SOURCE TEXT:
Hard-right former President Alvaro Uribe is Colombia’s “eternal president,” according to the front-runner in the presidential election race, Ivan Duque. Critics warn of a cult of personality.
Duque’s controversial praise follows months of polarization and an apparent radicalization of the “uribistas” whose “unique leader” is investigated by the Supreme Court for allegedly forming far-right death squads.
“I feel proud to be on this stage with the Great Colombian, the eternal president we love, Alvaro Uribe,” Duque told an enthusiastic crowd in Medellin.
The video was shot on March 3 already, but did not go viral until last week.
Historian Antonio Caballero warned last year about the growing cult of personality centered around Uribe after far-right former Interior Minister Fernando Londoño said his former chief was “the president of yesterday, today and of always.”
They did not honor Stalin like this in the Soviet Union, or Mao Zedong in China, or Baby Doc in Haiti. Only Hugo Chavez, whom the Venezuelan “Maduristas” call the Eternal Commander, and Kim il Sung, Eternal President of the Republic of North Korea, have held the title, as I recall, when they were already dead. Uribe has been proclaimed eternal in life.
Antonio Caballero
Uribe’s most powerful political rival, social democratic presidential candidate Gustavo Petro, accused Duque of using similar tactics as authoritarian Venezuelan President Nicolas Maduro.
“What kind of president would Ivan Duque be? A puppet?” the runner-up in the election race rhetorically asked a crowd this week.
According to Petro, Uribe “is using the tricks of a dictator” to recover the power he lost after leaving the presidential palace in 2010.
The “uribistas” were already under pressure after Duque proposed to reform the justice system that is investigating alleged war crimes and obstruction of justice by the former president.
Duque’s “eternal president” remarked fueled concerns about the hard right’s attempts to undermine democracy.
The world vs. Ivan Duque
Democratic Center politicians have incited violence against leftist candidates on several occasions, and have allegedly engaged in vote-buying.
Uribe fueled suspicions he hired disgraced political propaganda firm Cambridge Analytics in ongoing attempts to sink a peace process with Marxist FARC guerrillas.
In spite of having left office almost eight years ago, the former president continues to exercise significant political power and enjoys the support of a significant conservative majority in Colombia.
Uribe, however, is also confronted with increased opposition after a series of scandals over mass human rights violations, abuse of power by his administration, and his family’s ties to the Medellin Cartel and paramilitary death squads.

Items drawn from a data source
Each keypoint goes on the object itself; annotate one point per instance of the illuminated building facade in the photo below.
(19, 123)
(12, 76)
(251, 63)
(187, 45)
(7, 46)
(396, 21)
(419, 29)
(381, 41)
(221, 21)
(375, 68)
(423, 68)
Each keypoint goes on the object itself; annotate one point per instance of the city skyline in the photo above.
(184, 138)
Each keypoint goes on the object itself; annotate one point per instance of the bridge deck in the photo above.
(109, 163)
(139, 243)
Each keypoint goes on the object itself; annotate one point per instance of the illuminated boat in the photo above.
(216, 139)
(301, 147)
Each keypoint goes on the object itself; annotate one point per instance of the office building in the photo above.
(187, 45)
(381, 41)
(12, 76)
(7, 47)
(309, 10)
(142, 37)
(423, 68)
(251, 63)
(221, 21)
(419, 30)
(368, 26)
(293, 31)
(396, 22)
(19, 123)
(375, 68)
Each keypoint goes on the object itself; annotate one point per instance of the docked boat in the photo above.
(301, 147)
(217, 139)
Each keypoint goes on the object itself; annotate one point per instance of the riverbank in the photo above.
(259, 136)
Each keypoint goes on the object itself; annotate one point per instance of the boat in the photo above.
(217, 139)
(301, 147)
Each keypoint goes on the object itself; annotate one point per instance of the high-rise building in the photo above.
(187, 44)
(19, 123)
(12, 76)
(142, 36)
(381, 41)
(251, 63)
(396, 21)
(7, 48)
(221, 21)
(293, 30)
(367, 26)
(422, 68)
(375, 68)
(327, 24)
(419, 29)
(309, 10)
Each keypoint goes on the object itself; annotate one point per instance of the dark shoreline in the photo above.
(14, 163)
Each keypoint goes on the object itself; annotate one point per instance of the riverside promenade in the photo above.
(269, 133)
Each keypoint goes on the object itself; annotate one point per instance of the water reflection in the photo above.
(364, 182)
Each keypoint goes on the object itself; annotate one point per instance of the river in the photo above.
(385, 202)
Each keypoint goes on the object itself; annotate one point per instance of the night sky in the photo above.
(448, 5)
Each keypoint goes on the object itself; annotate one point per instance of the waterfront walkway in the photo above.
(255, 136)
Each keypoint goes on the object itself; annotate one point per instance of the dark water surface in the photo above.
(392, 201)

ASSIGNMENT: According to the article on Uribe, in which city did Duque call Uribe "the eternal president we love" before a crowd? The records are material separate from the article on Uribe.

SOLUTION FOR THIS TASK: Medellin